*Written instruction*
Rewrite the data from the line containing "Where can the haze" through the end of the data, changing "instance" to "occurrence" and leaving everything else as it is.

*Data for this task*
________________________
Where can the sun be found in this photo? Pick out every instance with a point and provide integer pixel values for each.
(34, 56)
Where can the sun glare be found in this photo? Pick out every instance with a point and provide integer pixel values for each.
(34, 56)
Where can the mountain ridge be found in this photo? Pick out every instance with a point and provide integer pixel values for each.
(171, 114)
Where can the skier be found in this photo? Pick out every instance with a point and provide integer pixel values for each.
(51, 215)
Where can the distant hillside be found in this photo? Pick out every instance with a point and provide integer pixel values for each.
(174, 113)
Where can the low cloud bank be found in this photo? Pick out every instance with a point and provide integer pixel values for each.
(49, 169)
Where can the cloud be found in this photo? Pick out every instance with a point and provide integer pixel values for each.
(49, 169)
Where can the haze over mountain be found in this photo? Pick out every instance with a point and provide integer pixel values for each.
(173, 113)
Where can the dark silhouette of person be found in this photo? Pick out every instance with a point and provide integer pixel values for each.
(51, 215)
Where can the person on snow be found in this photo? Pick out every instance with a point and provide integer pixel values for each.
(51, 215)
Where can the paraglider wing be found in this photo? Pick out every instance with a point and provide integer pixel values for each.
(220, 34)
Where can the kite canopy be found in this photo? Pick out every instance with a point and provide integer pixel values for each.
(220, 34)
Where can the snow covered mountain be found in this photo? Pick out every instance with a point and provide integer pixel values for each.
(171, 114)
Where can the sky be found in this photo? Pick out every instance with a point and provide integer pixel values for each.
________________________
*Result of this task*
Where can the haze over mountain be found in this photo? Pick out every occurrence with a point and provide integer pixel values for each.
(173, 113)
Where can the dark silhouette of person be found in this photo? Pick out every occurrence with a point and provide integer pixel values for each.
(51, 215)
Where can the person on snow be found in this photo? Pick out every occurrence with a point and provide integer pixel values for each.
(51, 215)
Where can the paraglider wing be found in this photo? Pick out every occurrence with a point and provide integer pixel values for each.
(220, 34)
Where can the kite canopy be found in this photo? Pick out every occurrence with a point and provide integer pixel values for each.
(220, 34)
Where can the snow covered mountain be found in this photo? Pick out every occurrence with a point and provide integer pixel values for each.
(171, 114)
Where can the sky be found in this photo? Pick out every occurrence with a point and provide integer pixel values for each.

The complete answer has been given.